Rewrite the material below, starting at the line containing "tag the white baseball, one" and ending at the line containing "<point>847,535</point>". Swap "instance" for "item" and keep everything else the same.

##### SOURCE DATA #####

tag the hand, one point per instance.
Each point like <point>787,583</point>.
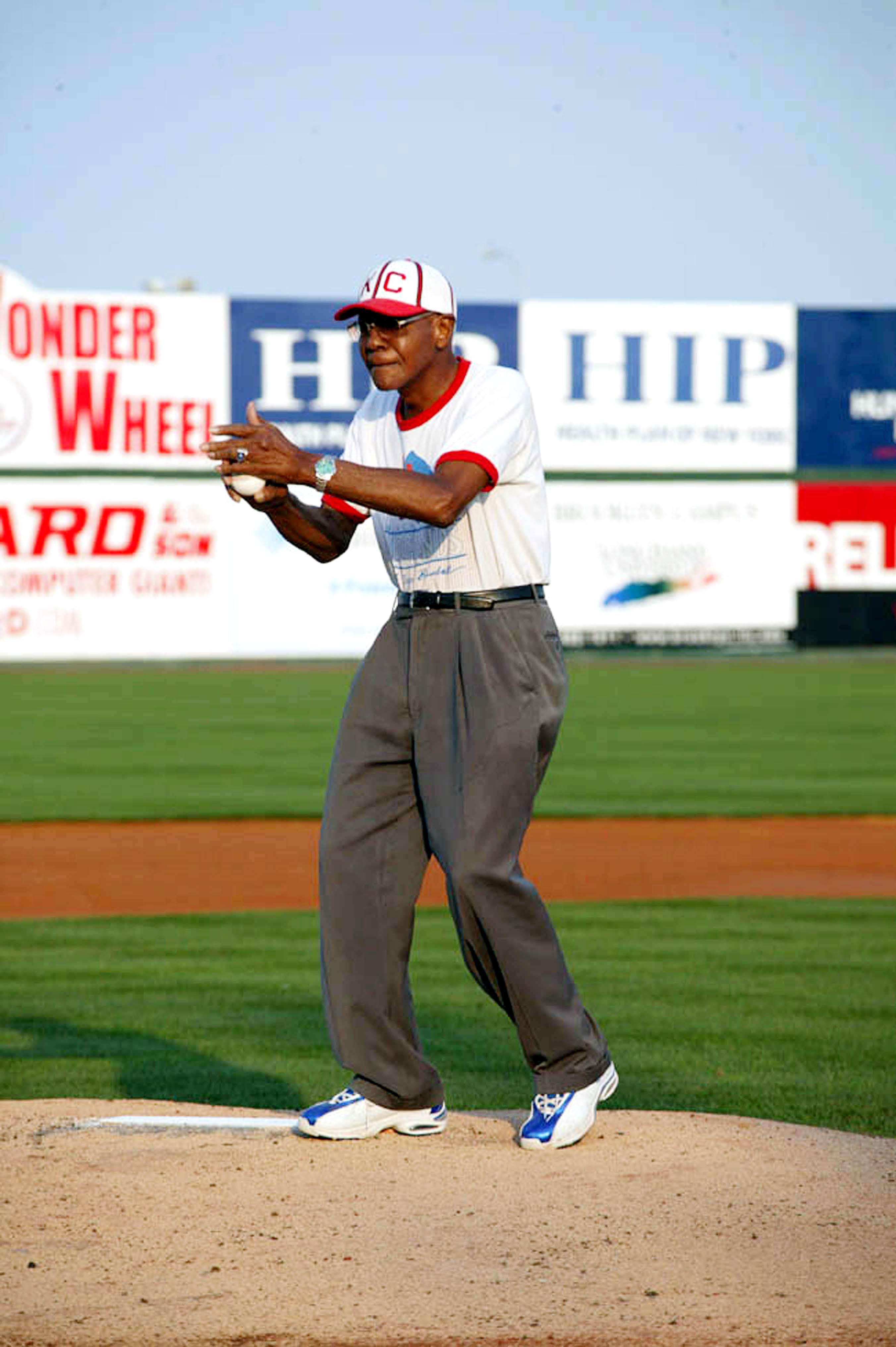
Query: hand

#####
##### SOURCE DATA #####

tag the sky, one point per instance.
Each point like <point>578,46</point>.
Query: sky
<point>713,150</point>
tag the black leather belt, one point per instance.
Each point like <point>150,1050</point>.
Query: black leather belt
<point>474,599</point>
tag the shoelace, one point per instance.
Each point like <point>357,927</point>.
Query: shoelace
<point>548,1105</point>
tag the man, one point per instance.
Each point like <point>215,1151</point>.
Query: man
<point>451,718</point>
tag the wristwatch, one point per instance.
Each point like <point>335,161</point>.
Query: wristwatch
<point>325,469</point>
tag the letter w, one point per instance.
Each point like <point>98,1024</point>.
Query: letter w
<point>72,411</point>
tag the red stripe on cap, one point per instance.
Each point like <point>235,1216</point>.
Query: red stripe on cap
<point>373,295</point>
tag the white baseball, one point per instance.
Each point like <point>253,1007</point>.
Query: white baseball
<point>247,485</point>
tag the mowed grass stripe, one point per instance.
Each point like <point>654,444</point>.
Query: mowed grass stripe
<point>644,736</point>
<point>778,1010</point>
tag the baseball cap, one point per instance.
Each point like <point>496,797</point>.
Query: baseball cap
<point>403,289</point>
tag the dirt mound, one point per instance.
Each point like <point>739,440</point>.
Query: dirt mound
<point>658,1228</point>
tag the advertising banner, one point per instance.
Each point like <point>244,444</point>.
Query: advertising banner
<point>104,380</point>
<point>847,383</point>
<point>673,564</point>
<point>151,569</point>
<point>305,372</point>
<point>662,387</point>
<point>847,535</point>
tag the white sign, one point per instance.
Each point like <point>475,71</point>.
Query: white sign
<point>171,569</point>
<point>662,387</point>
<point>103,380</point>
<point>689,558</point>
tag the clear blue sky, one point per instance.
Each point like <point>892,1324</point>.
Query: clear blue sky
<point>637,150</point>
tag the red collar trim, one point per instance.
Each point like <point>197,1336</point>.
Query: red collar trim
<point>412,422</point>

#####
##### SOURCE DATA #####

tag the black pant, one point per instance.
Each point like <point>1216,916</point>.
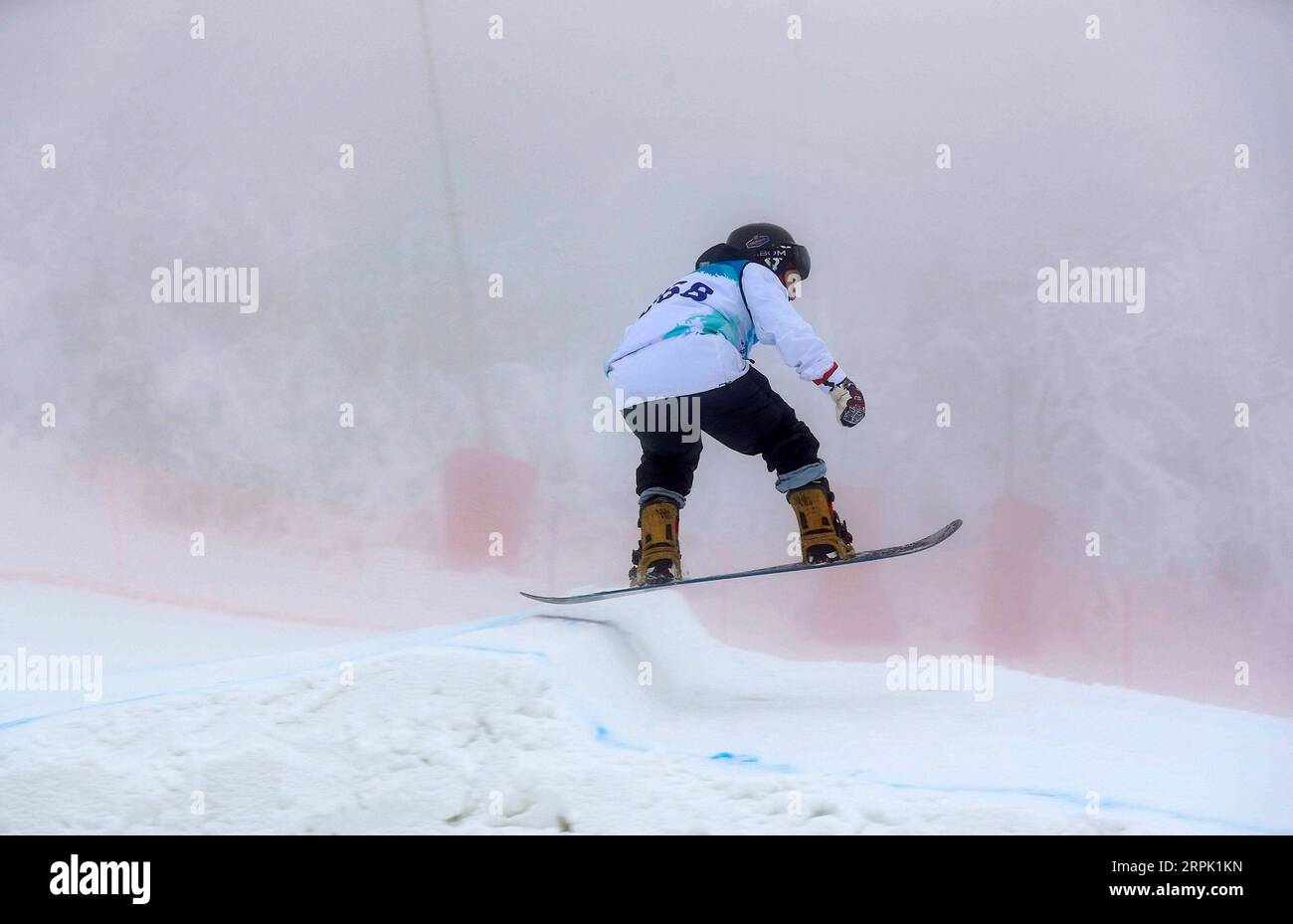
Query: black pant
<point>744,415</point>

#####

FINISHED EXERCISE:
tag the white baseball, one point per item.
Each point like <point>253,1007</point>.
Query: white baseball
<point>247,485</point>
tag the mowed grass stripe, one point per item.
Each point like <point>654,444</point>.
Query: mowed grass stripe
<point>644,736</point>
<point>778,1010</point>
tag the baseball cap, one point per item.
Each point like <point>496,797</point>.
Query: baseball cap
<point>403,289</point>
tag the dirt mound, one point per item.
Each point like <point>739,440</point>.
Query: dirt mound
<point>658,1228</point>
tag the advertising banner, one point per item.
Each point like <point>244,444</point>.
Query: advertising banner
<point>104,380</point>
<point>847,383</point>
<point>673,564</point>
<point>151,569</point>
<point>305,372</point>
<point>662,387</point>
<point>847,535</point>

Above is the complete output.